### PROVIDED PASSAGE
********************

In [None]:
# Initialize Otter
import otter
grader = otter.Notebook("tutorial2_1.ipynb")

# Tutorial 2.1: Tokenization, Lemmatization, Stemming, and StopWords

Welcome to Tutorial 2.1!  In today's class we covered fundamentals of text processing and used `nltk` and `spacy`. 

In this tutorial, we will go deeper into `spacy`, `nltk`, and other libraries used to process text. 

First, set up the tests and imports by running the cell below.

In [None]:
# Run this cell, but please don't change it.

# These lines load the tests.
import otter
grader = otter.Notebook()

import nltk
import spacy
!python -m spacy download en_core_web_sm
import sklearn

import pandas as pd
import matplotlib.pyplot as plt
import textblob
#%matplotlib notebook
%matplotlib inline
import numpy as np

## 1. Karen Sparck Jones

The text we will use today is the NYTimes obituary for Karen Sparck Jones.
Make sure to first read the [obituary](https://www.nytimes.com/2019/01/02/obituaries/karen-sparck-jones-overlooked.html)

<!-- BEGIN QUESTION -->

<!--
BEGIN QUESTION
name: q1_1
points: 2
manual: true
-->

**Question 1.1:** In at most 3 sentences, who was Karen Sparck Jones and what is her connection to this course?

_Type your answer here, replacing this text._

<!-- END QUESTION -->

<!--
BEGIN QUESTION
name: q1_2
points: 1
-->

We have extracted Karen Sparck Jones's obituary from the NYTimes and stored it in `data/sparck-jones-obit.txt`.

**Question 1.2:** Read in the obituary and store the obituary as a single string in the variable named `obit`

In [None]:
obit = ...
" ".join(obit.split()[:50])

In [None]:
grader.check("q1_2")

<!--
BEGIN QUESTION
name: q1_3
points: 1
-->

**Question 1.3:** Use nltk's sentence tokenizer to convert the obituary into a list of sentences and store the first 3 sentences in the variable called `snippet`. `snippet` should be a single string where the sentences are concatenated and seperated by a white space. 

In [None]:
snippet = ...
snippet

In [None]:
grader.check("q1_3")

## 2. Tokenization

We will use three different nlp libraries to tokenize this snippet:

- nltk
- spacy
- Textblob

### 2.1 nltk

<!--
BEGIN QUESTION
name: q2_1
points: 
    - 0.1
    - 0.9
-->

**Question 2.1:** Use the default word tokenizer in nltk to tokenize the snippet. Store the list of tokens in a list called `nltk_tokens`. Make sure to first lowercase the text before applying the tokenizer.

*Hint: look at the completed Demo 05 to see an example of how we tokenized text* 

In [None]:
nltk_tokens = ...
nltk_tokens[40:50]

In [None]:
grader.check("q2_1")

### 2.2 Spacy

Spacy is another powerful and popular python library for working with text. 
This [Cheat Sheet](http://datacamp-community-prod.s3.amazonaws.com/29aa28bf-570a-4965-8f54-d6a541ae4e06) is a good reference for looking up how to do different things with text using spacy. We've included a link to this cheat sheet on the course webpage.
<br>
We will now walk through Spacy briefly.

********************

### INFORMATION PROVIDED
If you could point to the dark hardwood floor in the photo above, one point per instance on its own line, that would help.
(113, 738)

********************

### TASKS
(1) List every module brought in by an import statement in the tutorial notebook's setup code that begins "# Run this cell, but please don't change it."
(2) Transcribe the stretch of the tutorial notebook from "Welcome to Tutorial" through "load the tests.", character for character.

### FINAL ANSWERS
(1) otter, nltk, spacy, sklearn, pandas, matplotlib.pyplot, textblob, numpy

(2)
Welcome to Tutorial 2.1!  In today's class we covered fundamentals of text processing and used `nltk` and `spacy`. 

In this tutorial, we will go deeper into `spacy`, `nltk`, and other libraries used to process text. 

First, set up the tests and imports by running the cell below.

In [None]:
# Run this cell, but please don't change it.

# These lines load the tests.